» Requirements
Copy every line of the following items with no changes.

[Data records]
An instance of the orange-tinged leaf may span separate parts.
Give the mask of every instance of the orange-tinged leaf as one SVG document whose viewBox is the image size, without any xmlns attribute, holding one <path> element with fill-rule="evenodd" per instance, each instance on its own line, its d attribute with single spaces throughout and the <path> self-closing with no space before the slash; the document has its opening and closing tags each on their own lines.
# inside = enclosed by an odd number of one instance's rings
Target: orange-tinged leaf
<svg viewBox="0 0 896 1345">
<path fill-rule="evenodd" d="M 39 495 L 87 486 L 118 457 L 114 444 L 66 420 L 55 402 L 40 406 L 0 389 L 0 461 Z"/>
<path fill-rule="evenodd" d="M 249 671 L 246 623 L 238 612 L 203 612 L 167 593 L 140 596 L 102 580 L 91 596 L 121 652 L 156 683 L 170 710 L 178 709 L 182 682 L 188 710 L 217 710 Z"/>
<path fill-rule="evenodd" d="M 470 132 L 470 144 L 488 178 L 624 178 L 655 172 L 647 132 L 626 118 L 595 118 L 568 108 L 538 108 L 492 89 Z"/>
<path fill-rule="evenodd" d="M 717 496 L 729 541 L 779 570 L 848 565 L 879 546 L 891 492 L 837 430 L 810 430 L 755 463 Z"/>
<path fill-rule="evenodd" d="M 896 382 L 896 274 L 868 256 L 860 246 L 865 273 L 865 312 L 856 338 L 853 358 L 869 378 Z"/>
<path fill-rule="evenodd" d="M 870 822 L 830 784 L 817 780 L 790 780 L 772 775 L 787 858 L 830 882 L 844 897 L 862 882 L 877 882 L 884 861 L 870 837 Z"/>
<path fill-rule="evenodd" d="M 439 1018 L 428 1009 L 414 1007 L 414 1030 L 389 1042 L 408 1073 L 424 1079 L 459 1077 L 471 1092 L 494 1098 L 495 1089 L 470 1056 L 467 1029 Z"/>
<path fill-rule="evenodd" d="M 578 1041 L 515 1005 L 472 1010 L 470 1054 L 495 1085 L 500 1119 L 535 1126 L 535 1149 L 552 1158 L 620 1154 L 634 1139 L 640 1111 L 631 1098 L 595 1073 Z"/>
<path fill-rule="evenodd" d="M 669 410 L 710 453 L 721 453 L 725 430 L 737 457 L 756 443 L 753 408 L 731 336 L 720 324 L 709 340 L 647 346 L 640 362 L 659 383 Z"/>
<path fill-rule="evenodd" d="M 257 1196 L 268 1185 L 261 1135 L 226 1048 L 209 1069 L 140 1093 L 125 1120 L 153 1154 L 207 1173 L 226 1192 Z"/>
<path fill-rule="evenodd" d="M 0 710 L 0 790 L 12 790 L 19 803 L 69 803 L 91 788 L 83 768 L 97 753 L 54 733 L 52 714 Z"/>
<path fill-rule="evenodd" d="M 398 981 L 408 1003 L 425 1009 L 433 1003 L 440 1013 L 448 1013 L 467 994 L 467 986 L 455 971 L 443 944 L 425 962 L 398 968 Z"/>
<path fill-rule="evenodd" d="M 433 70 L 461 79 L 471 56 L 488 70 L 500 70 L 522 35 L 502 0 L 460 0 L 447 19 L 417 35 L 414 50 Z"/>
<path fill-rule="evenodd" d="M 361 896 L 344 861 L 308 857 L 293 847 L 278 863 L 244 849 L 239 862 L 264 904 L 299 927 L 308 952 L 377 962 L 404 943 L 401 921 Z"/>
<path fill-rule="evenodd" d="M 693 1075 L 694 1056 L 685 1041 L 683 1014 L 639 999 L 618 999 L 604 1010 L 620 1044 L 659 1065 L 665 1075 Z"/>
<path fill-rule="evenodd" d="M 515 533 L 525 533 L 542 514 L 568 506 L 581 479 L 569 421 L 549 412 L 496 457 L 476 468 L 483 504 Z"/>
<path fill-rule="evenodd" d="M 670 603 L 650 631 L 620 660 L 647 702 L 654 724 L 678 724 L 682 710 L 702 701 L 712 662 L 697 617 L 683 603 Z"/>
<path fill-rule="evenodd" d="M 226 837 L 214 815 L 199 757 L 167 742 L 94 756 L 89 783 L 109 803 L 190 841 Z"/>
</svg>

» Expected answer
An instance of the orange-tinged leaf may span separate parts.
Give the mask of every instance of the orange-tinged leaf as one SVG document whose viewBox is the image size, without any xmlns attribute, holding one <path> element with fill-rule="evenodd" per instance, each instance on its own line, its d attribute with single spaces throughout and the <path> self-closing with no space before the slash; the document has its opening and closing tags each on their own lines.
# inside = enclosed by an odd number of one instance's rings
Target: orange-tinged leaf
<svg viewBox="0 0 896 1345">
<path fill-rule="evenodd" d="M 39 495 L 87 486 L 118 457 L 114 444 L 66 420 L 55 402 L 40 406 L 0 389 L 0 461 Z"/>
<path fill-rule="evenodd" d="M 249 671 L 246 623 L 238 612 L 203 612 L 167 593 L 140 596 L 102 580 L 91 596 L 121 652 L 156 683 L 170 710 L 178 709 L 182 682 L 188 710 L 217 710 Z"/>
<path fill-rule="evenodd" d="M 470 132 L 470 144 L 488 178 L 624 178 L 655 172 L 647 132 L 626 118 L 595 118 L 568 108 L 538 108 L 492 89 Z"/>
<path fill-rule="evenodd" d="M 717 496 L 729 541 L 779 570 L 848 565 L 879 546 L 891 492 L 837 430 L 810 430 L 755 463 Z"/>
<path fill-rule="evenodd" d="M 896 382 L 896 274 L 868 256 L 860 246 L 865 273 L 865 312 L 856 338 L 853 358 L 869 378 Z"/>
<path fill-rule="evenodd" d="M 870 822 L 830 784 L 817 780 L 790 780 L 772 775 L 787 858 L 830 882 L 844 897 L 862 882 L 877 882 L 884 861 L 870 837 Z"/>
<path fill-rule="evenodd" d="M 439 1018 L 428 1009 L 414 1007 L 414 1030 L 389 1042 L 408 1073 L 424 1079 L 459 1077 L 471 1092 L 494 1098 L 495 1089 L 470 1056 L 467 1029 Z"/>
<path fill-rule="evenodd" d="M 578 1041 L 515 1005 L 472 1010 L 470 1054 L 495 1085 L 500 1119 L 535 1126 L 535 1149 L 552 1158 L 620 1154 L 634 1139 L 640 1111 L 631 1098 L 595 1073 Z"/>
<path fill-rule="evenodd" d="M 669 410 L 710 453 L 721 453 L 725 430 L 737 457 L 756 443 L 753 408 L 731 336 L 720 324 L 709 340 L 647 346 L 640 362 L 659 383 Z"/>
<path fill-rule="evenodd" d="M 257 1196 L 268 1185 L 261 1135 L 226 1048 L 209 1069 L 140 1093 L 125 1120 L 153 1154 L 207 1173 L 226 1192 Z"/>
<path fill-rule="evenodd" d="M 0 710 L 0 790 L 12 790 L 19 803 L 69 803 L 91 788 L 83 768 L 97 753 L 54 733 L 52 714 Z"/>
<path fill-rule="evenodd" d="M 398 981 L 408 1003 L 425 1009 L 433 1003 L 440 1013 L 448 1013 L 467 994 L 467 986 L 455 971 L 443 944 L 425 962 L 398 968 Z"/>
<path fill-rule="evenodd" d="M 433 70 L 461 79 L 471 56 L 488 70 L 500 70 L 522 35 L 502 0 L 460 0 L 447 19 L 417 35 L 414 50 Z"/>
<path fill-rule="evenodd" d="M 361 896 L 344 861 L 308 857 L 293 847 L 278 863 L 244 849 L 239 862 L 264 904 L 299 927 L 308 952 L 377 962 L 404 943 L 401 921 Z"/>
<path fill-rule="evenodd" d="M 693 1075 L 694 1056 L 685 1041 L 683 1014 L 639 999 L 618 999 L 604 1010 L 620 1044 L 659 1065 L 665 1075 Z"/>
<path fill-rule="evenodd" d="M 515 533 L 525 533 L 542 514 L 568 506 L 581 479 L 569 421 L 549 412 L 496 457 L 476 468 L 483 504 Z"/>
<path fill-rule="evenodd" d="M 670 603 L 650 631 L 620 660 L 647 702 L 654 724 L 678 724 L 682 710 L 702 701 L 712 662 L 697 617 L 683 603 Z"/>
<path fill-rule="evenodd" d="M 226 837 L 214 815 L 199 757 L 167 742 L 94 756 L 89 783 L 109 803 L 190 841 Z"/>
</svg>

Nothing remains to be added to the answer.